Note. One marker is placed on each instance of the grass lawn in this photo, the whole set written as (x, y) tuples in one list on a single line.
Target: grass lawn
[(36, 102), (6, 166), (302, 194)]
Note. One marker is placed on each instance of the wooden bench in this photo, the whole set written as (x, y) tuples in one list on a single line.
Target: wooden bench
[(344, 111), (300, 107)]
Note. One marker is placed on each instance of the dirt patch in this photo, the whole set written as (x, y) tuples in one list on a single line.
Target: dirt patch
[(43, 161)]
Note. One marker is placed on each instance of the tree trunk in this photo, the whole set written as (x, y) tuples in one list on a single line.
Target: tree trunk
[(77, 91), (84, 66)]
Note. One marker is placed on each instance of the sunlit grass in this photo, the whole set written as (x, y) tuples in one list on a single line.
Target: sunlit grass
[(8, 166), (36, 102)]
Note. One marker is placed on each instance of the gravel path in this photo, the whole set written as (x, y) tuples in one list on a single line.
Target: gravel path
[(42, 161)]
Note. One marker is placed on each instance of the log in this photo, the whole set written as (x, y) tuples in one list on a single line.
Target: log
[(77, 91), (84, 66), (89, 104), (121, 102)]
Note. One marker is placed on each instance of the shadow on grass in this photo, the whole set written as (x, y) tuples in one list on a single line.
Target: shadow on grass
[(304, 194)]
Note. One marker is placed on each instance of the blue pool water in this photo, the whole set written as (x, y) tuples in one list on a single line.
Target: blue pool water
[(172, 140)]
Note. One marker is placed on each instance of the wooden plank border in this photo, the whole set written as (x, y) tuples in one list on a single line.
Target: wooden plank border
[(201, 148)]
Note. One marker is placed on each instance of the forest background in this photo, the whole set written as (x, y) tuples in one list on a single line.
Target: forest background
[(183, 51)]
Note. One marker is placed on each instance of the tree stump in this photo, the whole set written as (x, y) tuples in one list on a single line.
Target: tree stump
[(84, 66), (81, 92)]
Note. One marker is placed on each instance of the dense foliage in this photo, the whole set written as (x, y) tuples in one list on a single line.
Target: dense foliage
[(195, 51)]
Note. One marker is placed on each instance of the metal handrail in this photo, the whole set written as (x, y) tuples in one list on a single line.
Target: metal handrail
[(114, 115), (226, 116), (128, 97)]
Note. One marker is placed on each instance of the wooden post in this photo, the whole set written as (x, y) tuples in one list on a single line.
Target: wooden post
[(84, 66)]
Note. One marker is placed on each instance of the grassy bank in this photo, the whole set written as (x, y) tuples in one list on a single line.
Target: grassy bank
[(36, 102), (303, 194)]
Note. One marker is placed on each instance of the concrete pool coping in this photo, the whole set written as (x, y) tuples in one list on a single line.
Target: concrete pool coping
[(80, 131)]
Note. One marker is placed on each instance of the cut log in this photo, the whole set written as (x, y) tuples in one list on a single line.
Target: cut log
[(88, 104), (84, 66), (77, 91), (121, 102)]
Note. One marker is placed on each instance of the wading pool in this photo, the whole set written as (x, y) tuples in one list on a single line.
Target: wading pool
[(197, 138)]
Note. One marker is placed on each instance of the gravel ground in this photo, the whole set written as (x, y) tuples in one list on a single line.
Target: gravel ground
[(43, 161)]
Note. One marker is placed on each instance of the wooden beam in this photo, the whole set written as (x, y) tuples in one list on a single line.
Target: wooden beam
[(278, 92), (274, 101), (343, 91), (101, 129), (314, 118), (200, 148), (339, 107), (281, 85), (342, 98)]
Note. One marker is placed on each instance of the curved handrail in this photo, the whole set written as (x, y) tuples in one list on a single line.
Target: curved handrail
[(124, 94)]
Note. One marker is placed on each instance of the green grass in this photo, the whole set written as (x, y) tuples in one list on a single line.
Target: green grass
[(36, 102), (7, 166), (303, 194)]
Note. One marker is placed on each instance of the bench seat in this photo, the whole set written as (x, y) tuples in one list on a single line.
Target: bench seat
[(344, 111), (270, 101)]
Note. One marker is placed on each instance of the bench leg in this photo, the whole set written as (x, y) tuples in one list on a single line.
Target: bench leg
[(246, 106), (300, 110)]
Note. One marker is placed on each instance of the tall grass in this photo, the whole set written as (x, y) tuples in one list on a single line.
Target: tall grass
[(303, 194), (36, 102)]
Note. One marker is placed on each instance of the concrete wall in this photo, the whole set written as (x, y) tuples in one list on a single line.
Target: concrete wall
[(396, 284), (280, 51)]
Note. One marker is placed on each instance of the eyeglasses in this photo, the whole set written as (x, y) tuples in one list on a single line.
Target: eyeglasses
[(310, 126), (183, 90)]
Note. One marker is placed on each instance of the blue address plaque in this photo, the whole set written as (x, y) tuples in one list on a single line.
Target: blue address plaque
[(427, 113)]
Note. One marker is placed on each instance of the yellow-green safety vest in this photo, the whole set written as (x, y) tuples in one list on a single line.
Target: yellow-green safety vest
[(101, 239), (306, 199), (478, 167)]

# Your instructions
All the entries should be written out again precisely.

# Result
Note. One marker is placed on each instance of the grass lawn in this photo, the whole set written as (x, y) tuples in one list on a single line.
Target: grass lawn
[(36, 102), (6, 166), (302, 194)]
Note. One marker is placed on each instance of the wooden bench in this photo, the whole set written as (x, y) tuples in one list on a single line.
Target: wooden bench
[(344, 111), (300, 107)]
Note. One marker is placed on each instance of the dirt patch in this photo, the whole set written as (x, y) tuples in one list on a single line.
Target: dirt patch
[(43, 161)]
Note. One marker is placed on each instance of the tree trunk in this photo, the whole set written as (x, y) tuples in one list on a single line.
Target: tree trunk
[(77, 91), (84, 66)]
Note. One marker is placed on each instance of the sunlit grass in this photo, the whole set written as (x, y) tuples in one list on a single line.
Target: sunlit grass
[(8, 166), (36, 102)]
Note. One marker is placed on each instance of the gravel path in this photo, the whole set written as (x, y) tuples in one list on a single line.
Target: gravel path
[(42, 161)]
Note. One marker is placed on each instance of the log in this photo, the whole set written as (x, y) tuples in one list on a single line.
Target: log
[(77, 91), (84, 66), (89, 104), (121, 102)]
Note. One marker is placed on each instance of the shadow on grass in this photo, the whole set written as (x, y) tuples in one list on a single line.
Target: shadow on grass
[(304, 194)]
Note. One marker is placed on each instance of the blue pool water in this photo, the whole set written as (x, y) tuples in one list on a single line.
Target: blue pool water
[(172, 140)]
Note. One marker is placed on each instance of the wooden plank border in this photo, the whole set written as (x, y) tuples in one list on a single line.
Target: wooden plank border
[(201, 148)]
Note. One marker is placed on each instance of the forest background in this photo, the whole set written as (x, y) tuples in one list on a single line.
Target: forest background
[(183, 51)]
Note. One marker is placed on each instance of the tree stump in this photo, the whole set written as (x, y) tuples in one list on a single line.
Target: tree stump
[(84, 66), (81, 92)]
Note. One marker is placed on each instance of the dense foliage in this photo, the whole set written as (x, y) tuples in one list on a single line.
Target: dense foliage
[(195, 51)]
Note. One marker is placed on each instance of the metal handrail in this photo, the whole set written as (x, y) tuples in one list on a single line.
Target: metal handrail
[(114, 115), (226, 116), (128, 97)]
Note. One marker is placed on each instance of the wooden post in this photo, the whole set written as (x, y) tuples in one list on a single line.
Target: wooden post
[(84, 66)]
Note. One marker is placed on each instance of the grassy bank in this photo, the whole set written as (x, y) tuples in one list on a single line.
Target: grassy bank
[(36, 102), (303, 194)]
Note. One marker is placed on each instance of the concrete pool coping in this photo, the whole set written as (x, y) tuples in one list on a single line.
Target: concrete pool coping
[(80, 131)]
Note. One marker is placed on each instance of the cut log in this photo, the whole set written as (x, y) tuples in one list on a single line.
Target: cut log
[(88, 104), (84, 66), (77, 91), (121, 102)]
Note. One marker is placed on each instance of the wading pool in this photo, the whole set written as (x, y) tuples in one list on a single line.
Target: wading pool
[(197, 138)]
Note. One marker is placed on each instance of the gravel ground in this photo, the whole set written as (x, y) tuples in one list on a single line.
Target: gravel ground
[(43, 161)]
Note. One marker is placed on each instance of the wooden beam in this photo, the whole set written as (x, y) tuples in one list on a single line.
Target: wooden beam
[(278, 92), (274, 101), (343, 91), (101, 129), (314, 118), (200, 148), (339, 107), (281, 85), (342, 98)]
Note. One marker is placed on each instance of the curved handrail in this photo, the whole set written as (x, y) tuples in one list on a single line.
Target: curved handrail
[(124, 94)]
Note. One marker is placed on each instance of the green grass in this photo, the whole set written as (x, y) tuples in one list on a single line.
Target: green grass
[(36, 102), (7, 166), (303, 194)]
Note. One marker is placed on each instance of the bench seat in this photo, the whole set written as (x, y) tuples in one list on a single line.
Target: bench seat
[(344, 111), (270, 101)]
Note. One marker is placed on each instance of the bench leg in this photo, the whole set written as (x, y) tuples in one list on a single line.
Target: bench leg
[(246, 106), (300, 110)]
Note. One marker is placed on each instance of the tall grass in this photo, the whole set written as (x, y) tuples in one list on a single line.
Target: tall grass
[(303, 194), (36, 102)]
Note. One marker is placed on each instance of the concrete wall in this photo, the whole set written as (x, y) tuples in one list on a single line.
Target: concrete wall
[(396, 284), (280, 51)]
Note. One marker is placed on each instance of the eyeglasses in this photo, the whole set written as (x, y) tuples in one list on a single line.
Target: eyeglasses
[(310, 126), (183, 90)]
Note. One marker is placed on each instance of the blue address plaque in this photo, the whole set written as (x, y) tuples in one list on a single line.
Target: blue address plaque
[(427, 113)]
Note. One marker is placed on each instance of the yellow-green safety vest in this photo, the whole set written as (x, y) tuples in one list on a single line.
Target: yellow-green safety vest
[(101, 239), (306, 199), (478, 167)]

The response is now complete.